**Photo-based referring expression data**
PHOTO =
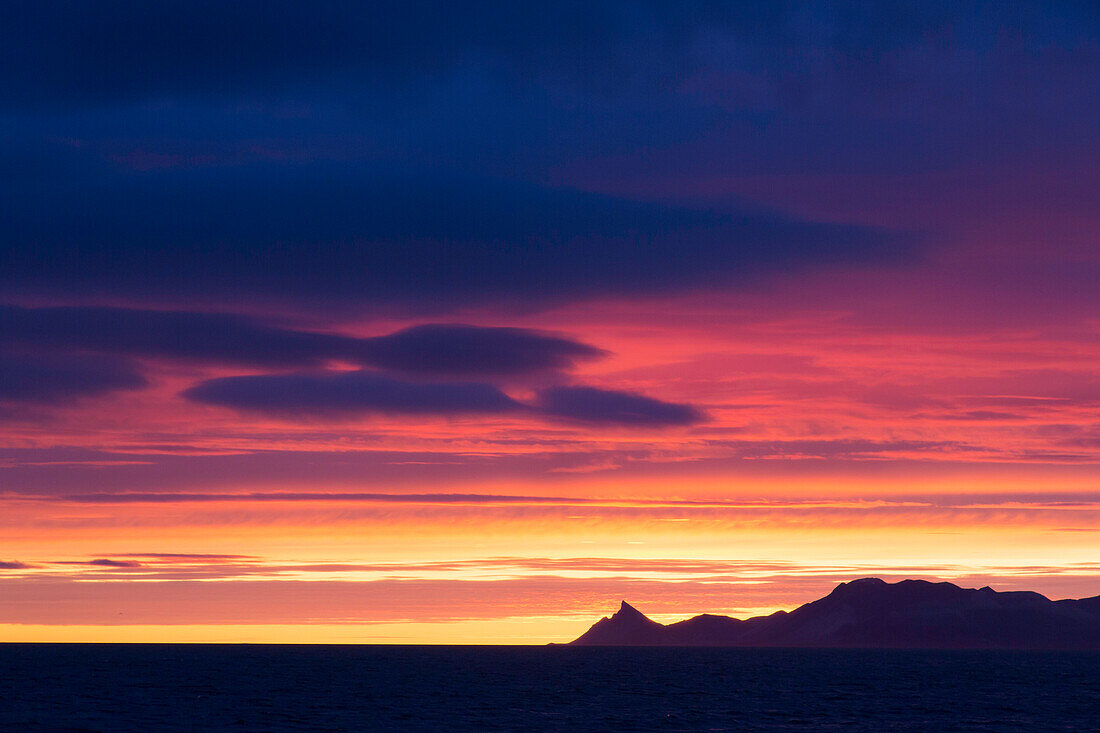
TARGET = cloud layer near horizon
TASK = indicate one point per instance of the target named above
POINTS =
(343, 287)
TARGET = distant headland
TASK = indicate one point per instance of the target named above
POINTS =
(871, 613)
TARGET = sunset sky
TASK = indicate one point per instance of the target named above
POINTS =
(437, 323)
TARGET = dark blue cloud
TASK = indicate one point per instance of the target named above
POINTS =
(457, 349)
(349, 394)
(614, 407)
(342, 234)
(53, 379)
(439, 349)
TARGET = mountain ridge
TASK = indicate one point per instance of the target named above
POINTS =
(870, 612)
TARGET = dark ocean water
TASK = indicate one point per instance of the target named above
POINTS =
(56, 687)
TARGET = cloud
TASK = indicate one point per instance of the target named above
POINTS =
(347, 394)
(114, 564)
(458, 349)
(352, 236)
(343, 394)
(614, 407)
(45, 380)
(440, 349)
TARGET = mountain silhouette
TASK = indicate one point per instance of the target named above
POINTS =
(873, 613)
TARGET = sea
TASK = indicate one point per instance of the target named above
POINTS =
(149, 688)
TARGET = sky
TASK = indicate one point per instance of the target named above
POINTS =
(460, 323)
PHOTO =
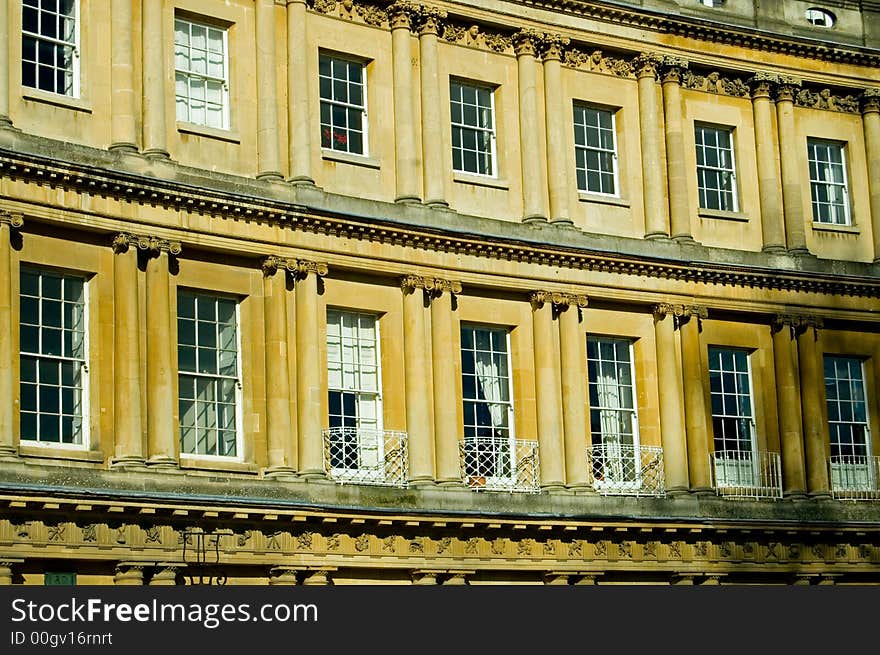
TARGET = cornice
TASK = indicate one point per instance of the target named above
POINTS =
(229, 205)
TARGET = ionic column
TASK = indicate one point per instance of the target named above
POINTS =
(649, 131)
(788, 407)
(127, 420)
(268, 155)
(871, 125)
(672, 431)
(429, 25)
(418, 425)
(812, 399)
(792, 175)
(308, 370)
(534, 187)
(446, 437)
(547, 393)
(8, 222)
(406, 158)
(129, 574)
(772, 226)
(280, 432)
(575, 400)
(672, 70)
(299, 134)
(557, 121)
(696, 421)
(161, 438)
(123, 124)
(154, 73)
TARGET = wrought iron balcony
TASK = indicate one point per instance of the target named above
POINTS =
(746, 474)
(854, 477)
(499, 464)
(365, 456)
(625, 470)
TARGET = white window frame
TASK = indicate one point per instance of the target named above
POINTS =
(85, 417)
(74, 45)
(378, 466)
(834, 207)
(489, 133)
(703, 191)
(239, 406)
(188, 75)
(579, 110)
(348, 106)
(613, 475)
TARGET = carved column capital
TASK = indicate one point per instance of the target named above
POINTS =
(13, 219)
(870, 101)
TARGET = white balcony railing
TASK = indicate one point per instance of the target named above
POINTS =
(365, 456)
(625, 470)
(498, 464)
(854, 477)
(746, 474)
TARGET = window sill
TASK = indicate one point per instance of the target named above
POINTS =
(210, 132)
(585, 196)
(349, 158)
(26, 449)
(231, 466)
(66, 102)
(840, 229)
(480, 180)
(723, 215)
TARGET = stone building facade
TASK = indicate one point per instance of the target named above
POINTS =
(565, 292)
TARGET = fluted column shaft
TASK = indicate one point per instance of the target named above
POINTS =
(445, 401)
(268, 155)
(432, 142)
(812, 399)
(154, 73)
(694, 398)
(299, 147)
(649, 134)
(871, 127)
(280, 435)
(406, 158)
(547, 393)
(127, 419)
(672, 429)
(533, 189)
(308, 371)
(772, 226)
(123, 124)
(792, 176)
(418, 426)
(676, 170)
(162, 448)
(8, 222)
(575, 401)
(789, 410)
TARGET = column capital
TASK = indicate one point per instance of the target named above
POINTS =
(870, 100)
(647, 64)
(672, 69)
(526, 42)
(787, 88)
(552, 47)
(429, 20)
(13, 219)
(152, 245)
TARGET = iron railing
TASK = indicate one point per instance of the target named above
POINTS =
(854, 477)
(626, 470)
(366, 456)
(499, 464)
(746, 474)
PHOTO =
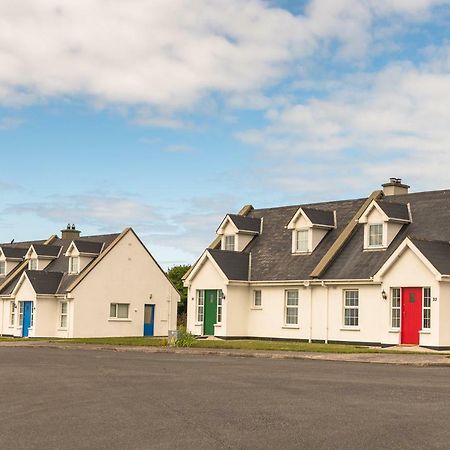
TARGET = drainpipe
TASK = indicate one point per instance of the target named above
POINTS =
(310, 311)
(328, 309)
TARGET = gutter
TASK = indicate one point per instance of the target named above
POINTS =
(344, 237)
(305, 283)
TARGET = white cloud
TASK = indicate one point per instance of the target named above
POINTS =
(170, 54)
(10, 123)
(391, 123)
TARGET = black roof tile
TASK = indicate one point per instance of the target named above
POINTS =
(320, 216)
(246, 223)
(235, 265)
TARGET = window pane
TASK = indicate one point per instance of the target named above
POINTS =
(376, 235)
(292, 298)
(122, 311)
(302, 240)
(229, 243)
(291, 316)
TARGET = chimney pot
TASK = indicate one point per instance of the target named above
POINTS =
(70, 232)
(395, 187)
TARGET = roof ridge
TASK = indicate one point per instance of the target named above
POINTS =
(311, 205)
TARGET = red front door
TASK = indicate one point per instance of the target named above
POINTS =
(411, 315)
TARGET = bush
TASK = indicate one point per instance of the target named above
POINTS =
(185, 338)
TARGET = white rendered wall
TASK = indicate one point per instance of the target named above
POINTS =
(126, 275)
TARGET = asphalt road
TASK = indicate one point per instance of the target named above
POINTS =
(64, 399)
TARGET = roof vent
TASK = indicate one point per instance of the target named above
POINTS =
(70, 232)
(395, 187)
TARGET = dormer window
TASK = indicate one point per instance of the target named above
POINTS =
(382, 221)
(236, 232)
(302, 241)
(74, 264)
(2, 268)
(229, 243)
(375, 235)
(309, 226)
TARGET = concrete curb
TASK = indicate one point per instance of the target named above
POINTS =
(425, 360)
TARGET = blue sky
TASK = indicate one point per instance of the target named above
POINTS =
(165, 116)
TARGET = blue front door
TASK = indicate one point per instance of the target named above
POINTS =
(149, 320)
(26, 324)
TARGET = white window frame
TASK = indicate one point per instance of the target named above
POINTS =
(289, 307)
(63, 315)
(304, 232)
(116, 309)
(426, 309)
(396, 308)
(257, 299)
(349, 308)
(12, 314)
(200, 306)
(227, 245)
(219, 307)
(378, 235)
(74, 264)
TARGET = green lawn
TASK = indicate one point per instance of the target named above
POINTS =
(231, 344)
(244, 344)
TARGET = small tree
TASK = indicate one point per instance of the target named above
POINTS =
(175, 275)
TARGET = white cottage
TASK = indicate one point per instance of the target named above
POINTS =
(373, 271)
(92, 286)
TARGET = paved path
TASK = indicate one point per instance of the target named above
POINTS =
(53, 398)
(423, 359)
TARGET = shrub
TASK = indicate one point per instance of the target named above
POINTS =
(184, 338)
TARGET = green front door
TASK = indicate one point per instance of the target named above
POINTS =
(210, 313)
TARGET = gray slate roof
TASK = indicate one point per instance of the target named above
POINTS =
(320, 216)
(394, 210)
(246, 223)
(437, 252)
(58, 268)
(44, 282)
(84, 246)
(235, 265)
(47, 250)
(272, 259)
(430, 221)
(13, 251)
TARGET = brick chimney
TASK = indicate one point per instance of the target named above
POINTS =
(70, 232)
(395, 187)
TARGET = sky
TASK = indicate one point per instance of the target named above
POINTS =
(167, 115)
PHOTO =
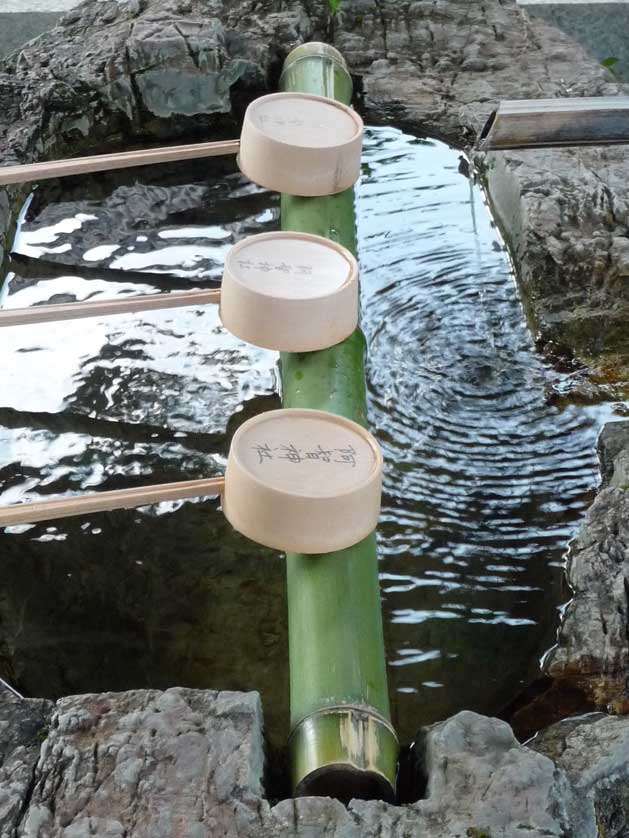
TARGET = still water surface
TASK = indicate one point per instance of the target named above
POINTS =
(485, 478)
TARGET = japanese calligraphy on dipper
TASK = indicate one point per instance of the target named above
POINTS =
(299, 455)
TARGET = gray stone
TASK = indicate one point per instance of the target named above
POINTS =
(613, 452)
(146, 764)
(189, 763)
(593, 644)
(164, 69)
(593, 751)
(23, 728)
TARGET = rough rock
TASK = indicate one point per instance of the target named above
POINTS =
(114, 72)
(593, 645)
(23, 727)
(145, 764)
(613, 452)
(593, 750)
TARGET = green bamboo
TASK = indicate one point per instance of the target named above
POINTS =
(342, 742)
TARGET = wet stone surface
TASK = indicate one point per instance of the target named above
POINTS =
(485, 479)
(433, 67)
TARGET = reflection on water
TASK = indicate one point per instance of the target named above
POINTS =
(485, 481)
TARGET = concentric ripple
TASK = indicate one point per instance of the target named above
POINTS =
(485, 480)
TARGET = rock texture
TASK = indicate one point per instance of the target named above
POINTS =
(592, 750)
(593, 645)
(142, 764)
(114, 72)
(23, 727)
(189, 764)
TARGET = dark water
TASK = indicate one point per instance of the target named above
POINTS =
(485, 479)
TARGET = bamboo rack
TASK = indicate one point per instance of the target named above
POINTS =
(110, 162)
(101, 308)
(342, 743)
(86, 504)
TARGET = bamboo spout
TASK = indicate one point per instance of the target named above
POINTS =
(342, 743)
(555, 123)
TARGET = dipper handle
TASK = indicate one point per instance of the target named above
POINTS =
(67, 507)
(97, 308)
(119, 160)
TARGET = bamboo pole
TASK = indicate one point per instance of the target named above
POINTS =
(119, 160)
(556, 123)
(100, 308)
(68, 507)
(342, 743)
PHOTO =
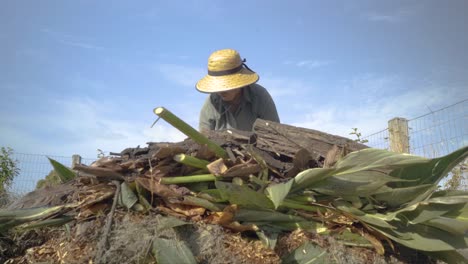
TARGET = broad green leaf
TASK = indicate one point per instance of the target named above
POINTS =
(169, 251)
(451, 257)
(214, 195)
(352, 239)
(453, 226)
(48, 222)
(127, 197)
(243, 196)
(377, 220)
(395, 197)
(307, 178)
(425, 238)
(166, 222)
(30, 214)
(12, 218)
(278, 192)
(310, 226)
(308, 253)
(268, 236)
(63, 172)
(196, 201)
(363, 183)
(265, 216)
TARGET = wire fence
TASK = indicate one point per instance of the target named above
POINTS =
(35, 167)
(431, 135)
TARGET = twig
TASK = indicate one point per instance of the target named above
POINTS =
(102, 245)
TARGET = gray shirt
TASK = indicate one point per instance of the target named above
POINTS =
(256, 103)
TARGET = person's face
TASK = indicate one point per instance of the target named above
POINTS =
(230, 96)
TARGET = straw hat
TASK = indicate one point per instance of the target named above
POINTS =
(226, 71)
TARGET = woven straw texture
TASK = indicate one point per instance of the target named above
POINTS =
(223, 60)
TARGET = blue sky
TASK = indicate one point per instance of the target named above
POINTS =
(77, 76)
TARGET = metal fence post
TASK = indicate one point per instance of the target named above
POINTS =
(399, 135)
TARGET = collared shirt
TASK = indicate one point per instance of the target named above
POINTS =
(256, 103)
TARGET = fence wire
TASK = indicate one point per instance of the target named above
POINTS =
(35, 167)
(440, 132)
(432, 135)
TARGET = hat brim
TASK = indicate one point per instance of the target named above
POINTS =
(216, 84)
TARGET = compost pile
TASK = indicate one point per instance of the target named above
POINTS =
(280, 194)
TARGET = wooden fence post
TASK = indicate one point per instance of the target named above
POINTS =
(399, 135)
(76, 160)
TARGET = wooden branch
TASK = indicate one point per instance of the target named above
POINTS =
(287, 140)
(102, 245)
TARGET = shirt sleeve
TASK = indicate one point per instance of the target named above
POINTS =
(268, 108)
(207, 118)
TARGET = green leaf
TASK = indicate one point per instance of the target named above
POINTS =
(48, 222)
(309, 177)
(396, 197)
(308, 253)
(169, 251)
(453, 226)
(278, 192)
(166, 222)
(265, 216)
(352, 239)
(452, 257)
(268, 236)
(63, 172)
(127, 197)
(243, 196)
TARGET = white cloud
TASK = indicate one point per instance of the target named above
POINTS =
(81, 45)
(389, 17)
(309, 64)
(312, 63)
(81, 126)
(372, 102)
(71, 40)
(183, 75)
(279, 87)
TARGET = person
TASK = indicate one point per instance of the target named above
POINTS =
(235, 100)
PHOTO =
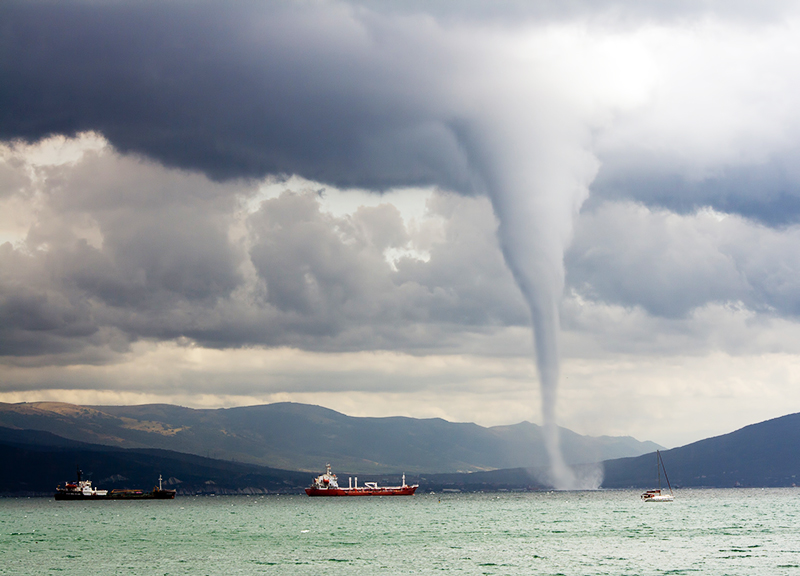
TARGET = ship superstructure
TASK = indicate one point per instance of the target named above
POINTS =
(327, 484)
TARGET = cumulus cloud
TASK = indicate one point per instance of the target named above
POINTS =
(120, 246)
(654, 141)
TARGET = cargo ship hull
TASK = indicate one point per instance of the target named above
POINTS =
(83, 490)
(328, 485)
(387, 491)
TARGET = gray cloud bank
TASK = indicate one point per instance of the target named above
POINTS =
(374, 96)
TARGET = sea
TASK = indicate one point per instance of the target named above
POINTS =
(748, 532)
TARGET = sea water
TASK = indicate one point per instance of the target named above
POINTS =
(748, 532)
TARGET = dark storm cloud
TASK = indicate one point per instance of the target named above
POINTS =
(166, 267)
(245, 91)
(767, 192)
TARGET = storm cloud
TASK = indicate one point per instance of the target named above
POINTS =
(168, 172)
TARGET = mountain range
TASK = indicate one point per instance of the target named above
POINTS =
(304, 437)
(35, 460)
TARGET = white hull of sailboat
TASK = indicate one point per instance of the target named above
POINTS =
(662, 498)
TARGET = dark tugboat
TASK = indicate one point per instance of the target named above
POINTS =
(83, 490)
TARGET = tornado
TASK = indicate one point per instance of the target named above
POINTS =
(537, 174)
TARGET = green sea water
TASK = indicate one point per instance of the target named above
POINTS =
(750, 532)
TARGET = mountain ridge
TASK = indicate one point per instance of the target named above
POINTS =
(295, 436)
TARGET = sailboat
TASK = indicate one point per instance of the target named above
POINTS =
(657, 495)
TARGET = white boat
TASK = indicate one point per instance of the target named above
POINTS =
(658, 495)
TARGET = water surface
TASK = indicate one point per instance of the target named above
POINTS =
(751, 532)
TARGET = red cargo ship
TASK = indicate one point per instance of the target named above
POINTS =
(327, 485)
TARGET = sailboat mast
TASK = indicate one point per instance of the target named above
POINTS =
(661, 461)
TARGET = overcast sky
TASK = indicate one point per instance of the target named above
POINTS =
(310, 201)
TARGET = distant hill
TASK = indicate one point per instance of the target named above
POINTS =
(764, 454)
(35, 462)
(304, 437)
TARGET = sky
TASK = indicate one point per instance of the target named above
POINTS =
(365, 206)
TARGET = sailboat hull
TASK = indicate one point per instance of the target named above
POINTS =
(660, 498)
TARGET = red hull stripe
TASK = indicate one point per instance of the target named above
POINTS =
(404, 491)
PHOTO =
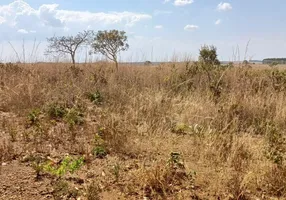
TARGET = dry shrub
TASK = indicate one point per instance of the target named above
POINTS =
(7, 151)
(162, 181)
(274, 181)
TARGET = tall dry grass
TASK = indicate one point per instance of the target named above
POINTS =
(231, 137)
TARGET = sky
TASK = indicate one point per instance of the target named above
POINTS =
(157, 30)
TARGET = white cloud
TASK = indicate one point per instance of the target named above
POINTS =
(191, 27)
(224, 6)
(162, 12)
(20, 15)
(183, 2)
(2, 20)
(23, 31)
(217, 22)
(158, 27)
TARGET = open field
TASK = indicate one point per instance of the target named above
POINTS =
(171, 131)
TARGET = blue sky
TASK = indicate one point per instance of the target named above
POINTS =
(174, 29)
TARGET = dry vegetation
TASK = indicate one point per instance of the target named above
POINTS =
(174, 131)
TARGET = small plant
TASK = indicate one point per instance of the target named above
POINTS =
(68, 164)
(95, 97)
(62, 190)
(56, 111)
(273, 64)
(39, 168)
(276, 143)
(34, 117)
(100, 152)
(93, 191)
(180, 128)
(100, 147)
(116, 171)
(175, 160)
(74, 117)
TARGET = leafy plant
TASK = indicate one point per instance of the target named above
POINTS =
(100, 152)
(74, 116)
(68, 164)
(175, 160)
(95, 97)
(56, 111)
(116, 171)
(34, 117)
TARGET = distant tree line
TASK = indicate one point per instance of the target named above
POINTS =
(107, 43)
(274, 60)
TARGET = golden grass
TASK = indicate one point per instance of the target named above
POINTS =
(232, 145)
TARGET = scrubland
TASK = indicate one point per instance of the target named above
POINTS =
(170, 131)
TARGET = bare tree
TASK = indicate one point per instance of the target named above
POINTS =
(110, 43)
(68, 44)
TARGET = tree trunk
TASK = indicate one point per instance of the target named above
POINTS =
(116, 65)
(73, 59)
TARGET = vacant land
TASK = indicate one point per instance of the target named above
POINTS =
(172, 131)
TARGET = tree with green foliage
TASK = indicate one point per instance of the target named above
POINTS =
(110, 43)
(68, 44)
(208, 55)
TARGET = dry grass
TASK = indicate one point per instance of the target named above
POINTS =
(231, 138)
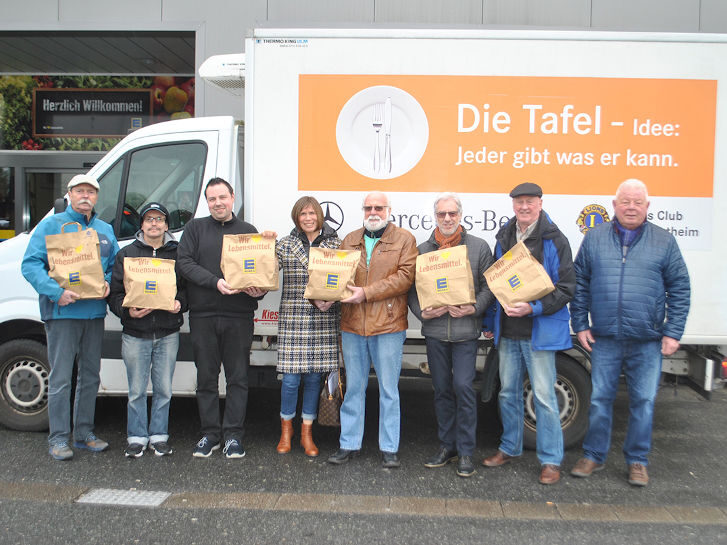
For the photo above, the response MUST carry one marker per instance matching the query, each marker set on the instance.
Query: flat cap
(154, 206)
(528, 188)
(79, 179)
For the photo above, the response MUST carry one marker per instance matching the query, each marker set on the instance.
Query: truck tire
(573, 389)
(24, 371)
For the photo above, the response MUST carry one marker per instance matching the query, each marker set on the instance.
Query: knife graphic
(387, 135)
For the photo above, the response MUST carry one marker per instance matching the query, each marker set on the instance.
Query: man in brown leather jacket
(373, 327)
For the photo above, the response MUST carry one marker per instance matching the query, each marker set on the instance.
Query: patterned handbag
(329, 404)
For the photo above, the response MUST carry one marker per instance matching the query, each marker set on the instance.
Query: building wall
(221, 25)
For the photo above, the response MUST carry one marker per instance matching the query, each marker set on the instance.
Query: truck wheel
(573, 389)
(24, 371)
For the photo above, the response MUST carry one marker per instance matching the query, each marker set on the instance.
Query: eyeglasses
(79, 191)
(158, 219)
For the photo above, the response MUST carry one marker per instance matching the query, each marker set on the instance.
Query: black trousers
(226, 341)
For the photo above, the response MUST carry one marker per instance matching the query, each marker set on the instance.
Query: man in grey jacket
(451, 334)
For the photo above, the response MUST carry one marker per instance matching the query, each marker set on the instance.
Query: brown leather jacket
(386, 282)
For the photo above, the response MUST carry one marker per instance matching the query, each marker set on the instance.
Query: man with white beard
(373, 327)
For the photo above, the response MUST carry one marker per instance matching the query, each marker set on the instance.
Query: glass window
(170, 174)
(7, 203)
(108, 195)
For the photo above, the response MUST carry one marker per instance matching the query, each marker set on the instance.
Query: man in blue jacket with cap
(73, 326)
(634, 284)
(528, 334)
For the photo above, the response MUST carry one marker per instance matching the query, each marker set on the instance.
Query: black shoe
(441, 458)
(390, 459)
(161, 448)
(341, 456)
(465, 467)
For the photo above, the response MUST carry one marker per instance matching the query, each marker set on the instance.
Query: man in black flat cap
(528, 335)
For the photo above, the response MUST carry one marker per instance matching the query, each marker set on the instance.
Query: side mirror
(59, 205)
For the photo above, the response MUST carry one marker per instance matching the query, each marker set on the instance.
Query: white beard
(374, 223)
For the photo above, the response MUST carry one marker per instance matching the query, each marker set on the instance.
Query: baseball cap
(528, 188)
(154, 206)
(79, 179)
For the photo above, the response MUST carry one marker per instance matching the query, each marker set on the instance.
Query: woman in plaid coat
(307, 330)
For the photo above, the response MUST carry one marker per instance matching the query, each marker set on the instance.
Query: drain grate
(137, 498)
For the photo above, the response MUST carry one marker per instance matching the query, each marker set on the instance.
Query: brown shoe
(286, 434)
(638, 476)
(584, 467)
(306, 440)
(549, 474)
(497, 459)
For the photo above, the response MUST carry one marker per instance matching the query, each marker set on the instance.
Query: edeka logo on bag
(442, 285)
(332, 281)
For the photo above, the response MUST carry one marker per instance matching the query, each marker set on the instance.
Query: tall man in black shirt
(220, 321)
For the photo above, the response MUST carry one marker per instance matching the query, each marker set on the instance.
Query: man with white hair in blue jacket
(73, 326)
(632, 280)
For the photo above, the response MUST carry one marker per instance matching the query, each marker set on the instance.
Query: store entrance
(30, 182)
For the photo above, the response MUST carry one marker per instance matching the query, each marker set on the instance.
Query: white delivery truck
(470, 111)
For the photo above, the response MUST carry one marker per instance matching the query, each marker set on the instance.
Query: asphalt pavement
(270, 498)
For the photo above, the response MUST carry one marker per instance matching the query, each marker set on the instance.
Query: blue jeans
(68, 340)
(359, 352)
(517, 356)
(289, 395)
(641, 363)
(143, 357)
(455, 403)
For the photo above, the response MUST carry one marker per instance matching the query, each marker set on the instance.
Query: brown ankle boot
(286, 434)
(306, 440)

**Work to complete**
Using the entries above, give the number of lines that carry the string "green", without anything else.

**Result of the exercise**
7